■ Source document ■

Skip to content

Vector Operations CLI

The vector command group provides various operations on text embeddings, enabling similarity comparisons, searches, and arithmetic operations.

Overview

All vector operations work with SteadyText's 1024-dimensional L2-normalized embeddings. These embeddings are deterministic - the same text always produces the same embedding vector.

Commands

similarity

Compute similarity between two text embeddings.

st vector similarity TEXT1 TEXT2 [OPTIONS]

Options: - --metric [cosine|dot]: Similarity metric to use (default: cosine) - --json: Output as JSON

Examples:

# Basic cosine similarity
st vector similarity "apple" "orange"
# Output: 0.875432

# Dot product similarity
st vector similarity "king" "queen" --metric dot

# JSON output
st vector similarity "hello" "world" --json

distance

Compute distance between two text embeddings.

st vector distance TEXT1 TEXT2 [OPTIONS]

Options: - --metric [euclidean|manhattan|cosine]: Distance metric (default: euclidean) - --json: Output as JSON

Examples:

# Euclidean distance
st vector distance "cat" "dog"

# Manhattan (L1) distance
st vector distance "yes" "no" --metric manhattan

# Cosine distance (1 - cosine_similarity)
st vector distance "hot" "cold" --metric cosine --json

Find the most similar texts from a list of candidates.

st vector search QUERY [OPTIONS]

Options: - --candidates PATH: File containing candidate texts (one per line) - --stdin: Read candidates from stdin - --top N: Number of top results to return (default: 1) - --metric [cosine|euclidean]: Similarity/distance metric (default: cosine) - --json: Output as JSON

Examples:

# Search from stdin
echo -e "apple\norange\ncar\ntruck" | st vector search "fruit" --stdin

# Search from file, get top 3
st vector search "python" --candidates languages.txt --top 3

# Search with euclidean distance
st vector search "query" --stdin --metric euclidean

average

Compute the average of multiple text embeddings.

st vector average TEXT1 TEXT2 [TEXT3...] [OPTIONS]

Options: - --json: Output as JSON with full embedding

Examples:

# Average animal embeddings
st vector average "cat" "dog" "hamster"

# Average programming languages
st vector average "python" "javascript" "rust" --json

arithmetic

Perform vector arithmetic operations on embeddings.

■ To be done ■
1. Answer these from the vector CLI documentation:
(a) How many dimensions do SteadyText's embeddings have?
(b) What is the default metric for the distance command?
(c) How many results does the search command return by default?
2. Please quote the vector CLI documentation between "# Search from file, get" and "multiple text embeddings.", inclusive.
3. Extend the vector CLI documentation past its final sentence, keeping the same format.

■ Given information ■
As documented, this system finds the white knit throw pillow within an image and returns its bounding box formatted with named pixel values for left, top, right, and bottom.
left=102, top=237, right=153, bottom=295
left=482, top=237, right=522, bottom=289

■ Solved tasks ■
1.
(a) 1024
(b) Euclidean
(c) 1

2.
# Search from file, get top 3
st vector search "python" --candidates languages.txt --top 3

# Search with euclidean distance
st vector search "query" --stdin --metric euclidean

average

Compute the average of multiple text embeddings.

3.
st vector arithmetic BASE [ADD_TERMS...] [OPTIONS]

Options: - --subtract TEXT: Terms to subtract (can be used multiple times) - --normalize/--no-normalize: Whether to L2 normalize result (default: normalize) - --json: Output as JSON

Examples:

# Classic word analogy: king + woman - man ≈ queen
st vector arithmetic "king" "woman" --subtract "man"

# Location arithmetic: paris - france + italy ≈ rome
st vector arithmetic "paris" "italy" --subtract "france"

# Multiple additions
st vector arithmetic "good" "better" "best"

# Without normalization
st vector arithmetic "hot" --subtract "cold" --no-normalize

Output Formats

Default Output

  • similarity/distance: Single floating-point number
  • search: Tab-separated lines of text and score
  • average/arithmetic: First 50 values of resulting vector

JSON Output

All commands support --json flag for structured output suitable for programmatic use.

Technical Details

  • Embedding Dimension: 1024
  • Normalization: All embeddings are L2-normalized (unit vectors)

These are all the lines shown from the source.